YOUR TASK:
No images, please. Copy each entry below exactly as it reads.

(Source data)
******

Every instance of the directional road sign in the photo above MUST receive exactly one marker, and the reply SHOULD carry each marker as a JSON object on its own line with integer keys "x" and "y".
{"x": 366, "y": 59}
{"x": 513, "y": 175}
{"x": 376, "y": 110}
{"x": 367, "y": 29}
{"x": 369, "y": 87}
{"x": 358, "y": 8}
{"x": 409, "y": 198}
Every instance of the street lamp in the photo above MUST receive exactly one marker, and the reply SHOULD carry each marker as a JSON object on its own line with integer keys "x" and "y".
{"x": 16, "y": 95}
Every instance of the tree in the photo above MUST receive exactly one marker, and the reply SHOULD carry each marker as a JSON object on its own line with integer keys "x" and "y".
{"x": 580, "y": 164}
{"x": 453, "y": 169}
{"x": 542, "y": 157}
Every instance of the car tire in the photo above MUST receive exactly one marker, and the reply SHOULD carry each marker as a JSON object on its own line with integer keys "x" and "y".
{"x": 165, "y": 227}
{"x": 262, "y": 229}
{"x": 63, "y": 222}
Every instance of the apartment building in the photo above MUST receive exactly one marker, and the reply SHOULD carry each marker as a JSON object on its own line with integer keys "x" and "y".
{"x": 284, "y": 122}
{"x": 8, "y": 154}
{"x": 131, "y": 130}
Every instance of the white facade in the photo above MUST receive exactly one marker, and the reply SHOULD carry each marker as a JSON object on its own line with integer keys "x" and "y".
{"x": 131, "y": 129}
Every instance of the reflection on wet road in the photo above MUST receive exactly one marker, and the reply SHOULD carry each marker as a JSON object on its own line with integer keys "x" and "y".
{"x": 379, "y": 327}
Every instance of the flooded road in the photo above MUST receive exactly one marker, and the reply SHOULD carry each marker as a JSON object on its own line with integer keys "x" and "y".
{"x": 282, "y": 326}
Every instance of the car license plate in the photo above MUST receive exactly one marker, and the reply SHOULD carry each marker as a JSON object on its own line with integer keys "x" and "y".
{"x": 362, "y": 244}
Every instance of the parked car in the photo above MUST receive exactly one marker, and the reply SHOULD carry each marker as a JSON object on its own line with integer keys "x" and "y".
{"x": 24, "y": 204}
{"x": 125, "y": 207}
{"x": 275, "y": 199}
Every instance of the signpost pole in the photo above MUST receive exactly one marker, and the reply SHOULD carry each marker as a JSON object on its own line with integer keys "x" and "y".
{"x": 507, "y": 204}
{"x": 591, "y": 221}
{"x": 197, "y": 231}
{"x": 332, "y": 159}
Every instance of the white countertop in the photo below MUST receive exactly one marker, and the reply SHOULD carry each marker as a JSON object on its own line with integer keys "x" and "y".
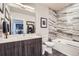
{"x": 13, "y": 38}
{"x": 64, "y": 46}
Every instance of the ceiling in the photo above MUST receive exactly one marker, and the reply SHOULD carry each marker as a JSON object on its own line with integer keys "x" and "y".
{"x": 54, "y": 6}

******

ANSWER BOX:
Every instance of the directional road sign in the photo above MUST receive exactly one marker, and the reply SHOULD carry each marker as a JSON object on its own line with integer keys "x" and "y".
{"x": 366, "y": 59}
{"x": 513, "y": 175}
{"x": 376, "y": 110}
{"x": 367, "y": 29}
{"x": 369, "y": 87}
{"x": 358, "y": 8}
{"x": 409, "y": 198}
Every instance of the street lamp in the photo above MUST receive exactly one marker, and the reply SHOULD carry each marker as a JSON object on its own line with integer keys "x" and "y".
{"x": 16, "y": 95}
Every instance of the tree in the photo above MUST receive exactly one marker, and the reply SHOULD carry each marker as a JSON object on its own line with integer keys "x" and "y".
{"x": 580, "y": 164}
{"x": 453, "y": 169}
{"x": 542, "y": 157}
Every instance of the car tire in the photo above MUST receive exactly one marker, and the reply SHOULD carry each marker as a JSON object on its own line with integer keys "x" and "y".
{"x": 165, "y": 227}
{"x": 262, "y": 229}
{"x": 63, "y": 222}
Every instance of the apartment building in the photo above MUST receive exactly one marker, and the reply SHOULD carry each marker as a JSON object on its own line with integer keys "x" and "y".
{"x": 284, "y": 122}
{"x": 8, "y": 154}
{"x": 131, "y": 130}
Every instance of the white facade in the photo above MUST receive exactly one marker, and the reply SHOULD carry each marker as a JSON object on its own line with integer keys "x" and "y".
{"x": 131, "y": 129}
Every instance of the reflection on wet road in the photo above MUST receive exactly one marker, and the reply SHOULD carry each marker as a JSON object on its own line with integer keys "x" and "y".
{"x": 379, "y": 327}
Every instance of the flooded road in the photo above MUST receive exactly one marker, and the reply SHOULD carry each marker as a JSON object on its own line with integer keys "x" and "y".
{"x": 282, "y": 326}
Every instance of the car license plate in the photo above MUST receive exactly one marker, and the reply SHOULD carry each marker as a JSON object on its own line with integer keys "x" and "y".
{"x": 362, "y": 244}
Every instance of the parked car in the photo above MUST receive exactly one marker, and the reply SHOULD carry each marker as a JSON object on its own line with integer keys "x" and "y".
{"x": 24, "y": 204}
{"x": 125, "y": 207}
{"x": 275, "y": 199}
Every instance of the signpost pole in the photo above MUST receive exactly one marker, and the reply SHOULD carry each marker as a JSON object on its own line with integer keys "x" and "y".
{"x": 507, "y": 204}
{"x": 591, "y": 221}
{"x": 197, "y": 231}
{"x": 332, "y": 159}
Every instance of the white countertop in the photo below MUST receive exactly one marker, and the reply SHOULD carry each marker as a JSON object on its own line with integer keys "x" and "y".
{"x": 13, "y": 38}
{"x": 64, "y": 46}
Every instance of the ceiling in the photo above MUST receive exactly one marker, and the reply SHOULD carry each marker as a JSON object on its own line with integer keys "x" and "y".
{"x": 54, "y": 6}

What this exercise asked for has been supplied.